Task statement ->
Locate each line below that contains the word "front" and copy every such line in full.

──────────────────────────────

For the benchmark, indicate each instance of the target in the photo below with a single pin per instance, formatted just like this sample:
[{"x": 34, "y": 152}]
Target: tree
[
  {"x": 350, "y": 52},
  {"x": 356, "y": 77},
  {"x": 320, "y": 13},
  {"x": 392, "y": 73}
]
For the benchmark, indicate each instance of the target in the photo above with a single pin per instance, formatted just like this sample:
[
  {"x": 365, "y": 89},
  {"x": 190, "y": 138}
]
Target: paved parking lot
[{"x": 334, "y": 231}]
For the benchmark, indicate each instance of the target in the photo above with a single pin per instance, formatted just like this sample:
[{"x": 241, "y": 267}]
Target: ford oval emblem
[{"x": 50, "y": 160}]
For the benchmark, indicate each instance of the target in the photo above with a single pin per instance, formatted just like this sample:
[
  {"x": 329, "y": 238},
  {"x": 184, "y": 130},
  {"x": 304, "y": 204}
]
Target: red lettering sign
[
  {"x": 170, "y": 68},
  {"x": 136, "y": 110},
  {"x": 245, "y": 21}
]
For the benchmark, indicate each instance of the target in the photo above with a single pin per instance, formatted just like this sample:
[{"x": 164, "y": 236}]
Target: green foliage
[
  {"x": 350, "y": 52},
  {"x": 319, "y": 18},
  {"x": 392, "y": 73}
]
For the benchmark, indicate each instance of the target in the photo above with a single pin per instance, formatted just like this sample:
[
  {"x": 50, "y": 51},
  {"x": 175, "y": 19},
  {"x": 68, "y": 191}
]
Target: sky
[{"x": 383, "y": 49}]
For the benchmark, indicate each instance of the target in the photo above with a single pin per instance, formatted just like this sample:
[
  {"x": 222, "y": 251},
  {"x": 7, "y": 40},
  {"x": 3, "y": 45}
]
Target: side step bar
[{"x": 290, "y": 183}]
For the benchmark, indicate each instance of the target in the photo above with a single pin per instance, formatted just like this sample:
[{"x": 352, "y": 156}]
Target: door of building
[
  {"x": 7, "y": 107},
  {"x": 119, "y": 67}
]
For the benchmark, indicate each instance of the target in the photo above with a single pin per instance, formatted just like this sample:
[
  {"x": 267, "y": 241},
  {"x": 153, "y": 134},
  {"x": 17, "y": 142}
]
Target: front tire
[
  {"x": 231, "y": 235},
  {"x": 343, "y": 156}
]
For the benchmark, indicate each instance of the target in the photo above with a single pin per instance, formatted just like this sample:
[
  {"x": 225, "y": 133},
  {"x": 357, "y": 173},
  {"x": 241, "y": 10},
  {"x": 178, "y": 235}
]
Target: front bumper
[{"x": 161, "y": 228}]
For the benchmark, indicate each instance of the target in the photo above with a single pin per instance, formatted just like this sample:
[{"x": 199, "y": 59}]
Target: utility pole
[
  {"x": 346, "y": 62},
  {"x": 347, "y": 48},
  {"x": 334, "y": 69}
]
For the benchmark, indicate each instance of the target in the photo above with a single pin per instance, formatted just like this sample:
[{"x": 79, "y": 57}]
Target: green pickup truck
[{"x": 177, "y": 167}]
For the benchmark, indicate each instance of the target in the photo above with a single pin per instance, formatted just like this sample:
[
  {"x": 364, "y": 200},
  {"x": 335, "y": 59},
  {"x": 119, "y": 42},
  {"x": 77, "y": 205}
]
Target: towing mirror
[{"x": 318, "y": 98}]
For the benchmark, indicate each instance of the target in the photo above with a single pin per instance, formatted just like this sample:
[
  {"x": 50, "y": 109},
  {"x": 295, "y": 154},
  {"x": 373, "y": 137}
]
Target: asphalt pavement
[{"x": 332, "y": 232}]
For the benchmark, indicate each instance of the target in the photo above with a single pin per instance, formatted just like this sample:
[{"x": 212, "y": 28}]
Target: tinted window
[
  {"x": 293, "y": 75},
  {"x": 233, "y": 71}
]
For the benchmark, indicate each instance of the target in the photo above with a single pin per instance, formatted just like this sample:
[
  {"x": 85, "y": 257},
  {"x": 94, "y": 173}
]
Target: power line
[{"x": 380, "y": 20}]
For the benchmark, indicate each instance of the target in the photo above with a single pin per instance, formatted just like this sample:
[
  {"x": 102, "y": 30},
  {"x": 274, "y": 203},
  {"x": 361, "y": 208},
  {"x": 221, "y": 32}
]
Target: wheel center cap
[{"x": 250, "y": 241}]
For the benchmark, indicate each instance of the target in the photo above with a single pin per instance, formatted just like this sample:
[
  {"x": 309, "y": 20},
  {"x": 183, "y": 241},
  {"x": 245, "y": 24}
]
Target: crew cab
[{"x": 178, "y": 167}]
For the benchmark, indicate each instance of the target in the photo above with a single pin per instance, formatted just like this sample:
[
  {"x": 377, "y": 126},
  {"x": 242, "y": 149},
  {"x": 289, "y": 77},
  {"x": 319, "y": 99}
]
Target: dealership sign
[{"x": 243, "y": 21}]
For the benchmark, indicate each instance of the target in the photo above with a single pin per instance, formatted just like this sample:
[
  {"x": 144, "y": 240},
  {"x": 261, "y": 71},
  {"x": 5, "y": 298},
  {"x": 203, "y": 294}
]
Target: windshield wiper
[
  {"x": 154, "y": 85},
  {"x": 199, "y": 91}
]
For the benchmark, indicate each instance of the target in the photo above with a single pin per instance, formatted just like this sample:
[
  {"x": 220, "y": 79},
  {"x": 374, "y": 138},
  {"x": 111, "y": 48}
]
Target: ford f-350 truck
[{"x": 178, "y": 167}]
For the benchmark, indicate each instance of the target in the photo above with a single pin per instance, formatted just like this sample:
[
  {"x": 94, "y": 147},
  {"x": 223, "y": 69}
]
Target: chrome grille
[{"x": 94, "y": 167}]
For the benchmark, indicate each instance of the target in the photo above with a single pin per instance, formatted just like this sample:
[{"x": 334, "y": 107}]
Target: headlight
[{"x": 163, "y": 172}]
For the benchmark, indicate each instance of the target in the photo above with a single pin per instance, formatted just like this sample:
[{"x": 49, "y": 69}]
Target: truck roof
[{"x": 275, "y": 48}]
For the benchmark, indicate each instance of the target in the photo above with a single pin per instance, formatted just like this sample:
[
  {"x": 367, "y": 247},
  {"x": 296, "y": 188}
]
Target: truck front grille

──────────────────────────────

Answer to the task ->
Target: front tire
Target: front bumper
Target: truck front grille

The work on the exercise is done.